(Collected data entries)
::::

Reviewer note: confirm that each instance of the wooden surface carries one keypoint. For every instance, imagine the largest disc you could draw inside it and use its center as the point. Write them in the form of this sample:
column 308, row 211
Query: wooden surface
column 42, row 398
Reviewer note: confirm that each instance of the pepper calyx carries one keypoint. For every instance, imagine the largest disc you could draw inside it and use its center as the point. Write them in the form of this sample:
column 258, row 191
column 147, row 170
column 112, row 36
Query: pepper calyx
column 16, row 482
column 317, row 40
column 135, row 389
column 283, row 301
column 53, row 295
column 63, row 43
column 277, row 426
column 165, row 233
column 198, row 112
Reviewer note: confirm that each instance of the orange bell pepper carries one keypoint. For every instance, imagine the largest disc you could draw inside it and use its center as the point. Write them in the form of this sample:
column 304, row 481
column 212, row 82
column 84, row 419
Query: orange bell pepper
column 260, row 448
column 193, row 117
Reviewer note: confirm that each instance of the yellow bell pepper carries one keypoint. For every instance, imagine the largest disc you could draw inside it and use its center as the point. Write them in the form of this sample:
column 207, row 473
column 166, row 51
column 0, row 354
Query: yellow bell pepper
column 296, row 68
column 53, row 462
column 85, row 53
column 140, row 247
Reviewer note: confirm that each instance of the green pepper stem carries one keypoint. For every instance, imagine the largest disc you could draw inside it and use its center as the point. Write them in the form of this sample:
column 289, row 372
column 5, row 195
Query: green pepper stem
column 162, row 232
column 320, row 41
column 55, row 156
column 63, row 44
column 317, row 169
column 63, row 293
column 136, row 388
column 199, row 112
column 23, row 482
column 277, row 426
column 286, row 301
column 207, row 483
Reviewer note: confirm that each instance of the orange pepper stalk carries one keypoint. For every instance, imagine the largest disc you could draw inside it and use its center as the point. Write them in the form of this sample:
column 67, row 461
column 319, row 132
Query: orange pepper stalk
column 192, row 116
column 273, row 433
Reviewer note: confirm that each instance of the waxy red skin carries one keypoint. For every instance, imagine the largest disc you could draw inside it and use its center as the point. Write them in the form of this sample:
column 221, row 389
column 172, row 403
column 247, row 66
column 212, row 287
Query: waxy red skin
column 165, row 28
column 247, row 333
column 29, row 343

::::

Problem statement:
All that should be written out is the stretch of lines above between the one holding "Reviewer note: confirm that each instance of the waxy" and the one holding "column 172, row 403", inclusive, exactly as given.

Solution for this problem:
Reviewer note: confirm that each instance of the waxy red skin carries one keypoint. For every instance, imagine the largest disc you could draw inside it and use its center as the point. Write them in the form of this sample:
column 221, row 389
column 172, row 403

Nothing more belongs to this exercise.